REQUIREMENTS. Turn the lines from the one with "Reviewer note: confirm that each instance of the man's gray" to the one with "column 610, row 204" into a numbered list, including both of those lines and leaving out any blank lines.

[Dataset entries]
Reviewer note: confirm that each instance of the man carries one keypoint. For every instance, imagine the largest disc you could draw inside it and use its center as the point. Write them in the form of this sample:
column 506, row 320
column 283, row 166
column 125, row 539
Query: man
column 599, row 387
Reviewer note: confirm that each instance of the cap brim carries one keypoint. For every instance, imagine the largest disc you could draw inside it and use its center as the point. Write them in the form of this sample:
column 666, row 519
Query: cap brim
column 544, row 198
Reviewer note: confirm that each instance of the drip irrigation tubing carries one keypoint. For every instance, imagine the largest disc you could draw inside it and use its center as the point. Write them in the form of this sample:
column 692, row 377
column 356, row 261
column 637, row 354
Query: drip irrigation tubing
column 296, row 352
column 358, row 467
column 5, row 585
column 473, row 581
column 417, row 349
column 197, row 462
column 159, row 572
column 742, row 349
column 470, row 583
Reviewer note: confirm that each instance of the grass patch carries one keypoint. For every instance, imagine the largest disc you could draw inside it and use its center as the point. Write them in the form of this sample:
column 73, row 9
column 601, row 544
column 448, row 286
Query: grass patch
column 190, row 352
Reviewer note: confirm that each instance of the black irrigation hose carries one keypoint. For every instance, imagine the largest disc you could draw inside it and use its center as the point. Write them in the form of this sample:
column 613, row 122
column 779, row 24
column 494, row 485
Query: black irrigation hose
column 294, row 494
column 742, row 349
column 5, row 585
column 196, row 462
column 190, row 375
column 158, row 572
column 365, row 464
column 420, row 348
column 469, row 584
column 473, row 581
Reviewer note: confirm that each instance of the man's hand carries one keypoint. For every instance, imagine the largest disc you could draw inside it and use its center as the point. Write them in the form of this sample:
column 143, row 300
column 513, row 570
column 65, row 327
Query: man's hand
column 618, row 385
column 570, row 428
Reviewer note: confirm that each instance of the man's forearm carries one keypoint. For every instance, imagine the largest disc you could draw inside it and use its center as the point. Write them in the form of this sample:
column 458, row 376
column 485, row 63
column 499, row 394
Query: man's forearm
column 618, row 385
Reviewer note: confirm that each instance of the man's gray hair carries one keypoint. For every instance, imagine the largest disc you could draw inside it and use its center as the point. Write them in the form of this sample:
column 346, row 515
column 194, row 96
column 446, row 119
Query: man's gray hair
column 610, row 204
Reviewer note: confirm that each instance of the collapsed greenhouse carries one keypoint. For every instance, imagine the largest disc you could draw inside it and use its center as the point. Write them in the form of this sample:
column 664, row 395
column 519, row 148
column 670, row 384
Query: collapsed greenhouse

SOLUTION.
1. Reviewer note: confirm that each instance of the man's gray hair carries one keypoint. For every instance, imagine the largest disc you could draw inside it and use its center as the point. Write them in the form of this sample:
2. column 346, row 515
3. column 194, row 96
4. column 446, row 119
5. Query: man's gray hair
6. column 610, row 204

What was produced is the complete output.